▸ **Reading text**:
···

In May, the California Supreme Court ruled that state marriage laws which discriminate against gay and lesbian couples are unconstitutional. Chief Justice Ronald George wrote that the state constitution’s guarantees of personal privacy and autonomy protect "the right of an individual to establish a legally recognized family with the person of one's choice” and “properly must be interpreted to guarantee this basic civil right to all Californians, whether gay or heterosexual, and same-sex couples as well as opposite-sex couples.”
The ruling opens the doors to same-sex marriages throughout the state of California. San Francisco anticipates couples from all over the world coming here to have their ceremonies in the historic location where the fight for equal rights began: City Hall.
Tomorrow, marriage licenses will be issued to same-sex couples. However, one special couple will be married at 5 p.m. today.
Del Martin, 87, and Phyllis Lyon, 83, who have been together for more than 50 years, were the first same-sex couple of thousands married in 2004, the Winter of Love. All the marriages performed at that time were later ruled invalid.
Gavin Newsom, Mayor of San Francisco and a dedicated advocate of equal marriage rights, will perform today's ceremony.
"What we want, the narrative coming out of it, is about them and what they represent - their story, their history. This is really where it all started," Newsom said of the couple.
Ms. Lyon said it was "heartwarming" that the city wants her and Ms. Martin to be the first couple to marry, but that they are just a small part of what will happen as same-sex marriage begins in California. "Hundreds of thousands of couples will be getting married this time, and that's the important thing," she said. "It's something that has been due for a long time, and thank God, it's here."

···

▸ **Entries shown**:
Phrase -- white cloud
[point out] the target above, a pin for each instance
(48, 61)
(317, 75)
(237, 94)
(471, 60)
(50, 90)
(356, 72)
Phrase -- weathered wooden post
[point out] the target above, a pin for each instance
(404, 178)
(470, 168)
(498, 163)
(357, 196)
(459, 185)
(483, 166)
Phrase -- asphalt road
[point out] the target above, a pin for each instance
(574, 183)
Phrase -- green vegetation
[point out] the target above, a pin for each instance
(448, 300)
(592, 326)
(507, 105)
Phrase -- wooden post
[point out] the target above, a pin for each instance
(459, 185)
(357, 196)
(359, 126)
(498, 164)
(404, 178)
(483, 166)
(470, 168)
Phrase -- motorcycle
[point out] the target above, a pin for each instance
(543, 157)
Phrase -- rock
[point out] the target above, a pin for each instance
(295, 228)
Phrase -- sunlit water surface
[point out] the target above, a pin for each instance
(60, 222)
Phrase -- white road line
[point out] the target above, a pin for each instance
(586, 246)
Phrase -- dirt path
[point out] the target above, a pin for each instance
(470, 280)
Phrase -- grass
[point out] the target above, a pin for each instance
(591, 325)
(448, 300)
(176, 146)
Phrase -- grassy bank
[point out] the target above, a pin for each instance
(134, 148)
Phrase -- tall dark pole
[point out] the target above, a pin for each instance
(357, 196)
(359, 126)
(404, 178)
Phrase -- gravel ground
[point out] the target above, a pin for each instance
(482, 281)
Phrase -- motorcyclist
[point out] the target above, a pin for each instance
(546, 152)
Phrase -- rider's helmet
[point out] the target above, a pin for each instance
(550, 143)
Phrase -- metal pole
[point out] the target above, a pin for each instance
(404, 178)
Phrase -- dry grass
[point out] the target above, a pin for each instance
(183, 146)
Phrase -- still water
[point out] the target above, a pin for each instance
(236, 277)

···

▸ **Action item A**: Condense the paragraph in the article about the California marriage ruling that begins "Del Martin, 87," while keeping its main facts.
▸ **Action item B**: Repeat the article about the California marriage ruling word for word from "Tomorrow, marriage licenses" to "of the couple.".

▸ **Answer A**: Del Martin, 87, and Phyllis Lyon, 83, a couple for more than 50 years, were the first of thousands of same-sex couples married in 2004, the Winter of Love. All those marriages were later ruled invalid.

▸ **Answer B**:
Tomorrow, marriage licenses will be issued to same-sex couples. However, one special couple will be married at 5 p.m. today.
Del Martin, 87, and Phyllis Lyon, 83, who have been together for more than 50 years, were the first same-sex couple of thousands married in 2004, the Winter of Love. All the marriages performed at that time were later ruled invalid.
Gavin Newsom, Mayor of San Francisco and a dedicated advocate of equal marriage rights, will perform today's ceremony.
"What we want, the narrative coming out of it, is about them and what they represent - their story, their history. This is really where it all started," Newsom said of the couple.